-- START OF RECORD EXCERPTS --

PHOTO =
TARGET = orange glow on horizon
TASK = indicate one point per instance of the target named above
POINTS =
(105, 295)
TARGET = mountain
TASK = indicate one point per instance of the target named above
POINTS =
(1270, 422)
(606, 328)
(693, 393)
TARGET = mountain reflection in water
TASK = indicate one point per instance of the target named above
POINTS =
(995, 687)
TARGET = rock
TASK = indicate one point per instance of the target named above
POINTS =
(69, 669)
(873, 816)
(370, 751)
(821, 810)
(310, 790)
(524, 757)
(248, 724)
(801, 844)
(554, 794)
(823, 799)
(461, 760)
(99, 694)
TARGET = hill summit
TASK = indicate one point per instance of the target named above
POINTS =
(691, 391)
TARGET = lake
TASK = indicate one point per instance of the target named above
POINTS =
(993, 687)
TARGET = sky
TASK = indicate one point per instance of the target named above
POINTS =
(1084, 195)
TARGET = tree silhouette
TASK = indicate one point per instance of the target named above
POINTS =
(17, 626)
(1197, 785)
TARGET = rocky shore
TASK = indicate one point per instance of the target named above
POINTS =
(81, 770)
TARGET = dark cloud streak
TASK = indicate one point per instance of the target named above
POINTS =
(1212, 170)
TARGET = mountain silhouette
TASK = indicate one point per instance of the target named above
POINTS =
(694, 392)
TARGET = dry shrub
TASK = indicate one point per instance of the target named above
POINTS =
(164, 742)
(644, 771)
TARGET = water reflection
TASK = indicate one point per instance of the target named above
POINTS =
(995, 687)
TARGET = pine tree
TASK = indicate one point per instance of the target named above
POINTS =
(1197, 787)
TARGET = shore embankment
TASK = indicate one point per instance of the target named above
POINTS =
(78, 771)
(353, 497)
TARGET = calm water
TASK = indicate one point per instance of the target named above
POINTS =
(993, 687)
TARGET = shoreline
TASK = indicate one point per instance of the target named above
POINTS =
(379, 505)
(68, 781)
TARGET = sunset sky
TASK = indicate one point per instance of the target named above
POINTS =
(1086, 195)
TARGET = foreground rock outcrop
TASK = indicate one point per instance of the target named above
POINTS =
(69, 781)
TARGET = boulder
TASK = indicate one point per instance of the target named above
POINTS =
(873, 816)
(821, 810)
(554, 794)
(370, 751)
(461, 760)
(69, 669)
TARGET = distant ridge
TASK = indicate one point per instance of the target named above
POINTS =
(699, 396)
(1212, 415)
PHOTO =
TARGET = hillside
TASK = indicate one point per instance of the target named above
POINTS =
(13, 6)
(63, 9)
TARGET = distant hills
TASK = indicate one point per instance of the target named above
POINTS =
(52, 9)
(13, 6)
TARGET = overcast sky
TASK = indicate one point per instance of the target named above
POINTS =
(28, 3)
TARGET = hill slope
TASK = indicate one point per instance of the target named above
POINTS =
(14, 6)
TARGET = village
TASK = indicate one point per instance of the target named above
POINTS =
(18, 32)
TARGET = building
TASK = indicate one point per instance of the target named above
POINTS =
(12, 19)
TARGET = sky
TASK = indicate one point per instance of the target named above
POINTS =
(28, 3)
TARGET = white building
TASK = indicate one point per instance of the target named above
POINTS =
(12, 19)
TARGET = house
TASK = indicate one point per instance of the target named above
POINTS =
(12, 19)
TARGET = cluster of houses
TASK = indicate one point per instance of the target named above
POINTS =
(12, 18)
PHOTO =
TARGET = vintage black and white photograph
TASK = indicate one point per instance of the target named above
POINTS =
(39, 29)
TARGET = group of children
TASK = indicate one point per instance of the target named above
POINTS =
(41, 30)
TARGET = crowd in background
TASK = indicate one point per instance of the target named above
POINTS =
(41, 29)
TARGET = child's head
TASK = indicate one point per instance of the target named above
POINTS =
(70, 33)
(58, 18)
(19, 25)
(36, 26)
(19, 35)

-- END OF RECORD EXCERPTS --

▶ WHAT THE EXERCISE ASKS: Format the lines of the listing, from the line containing "TARGET = child's head" through the last line (both included), as a numbered list, omitting any blank lines.

▶ ANSWER BELOW:
1. TARGET = child's head
2. TASK = indicate one point per instance of the target named above
3. POINTS =
4. (70, 33)
5. (58, 18)
6. (19, 25)
7. (36, 26)
8. (19, 35)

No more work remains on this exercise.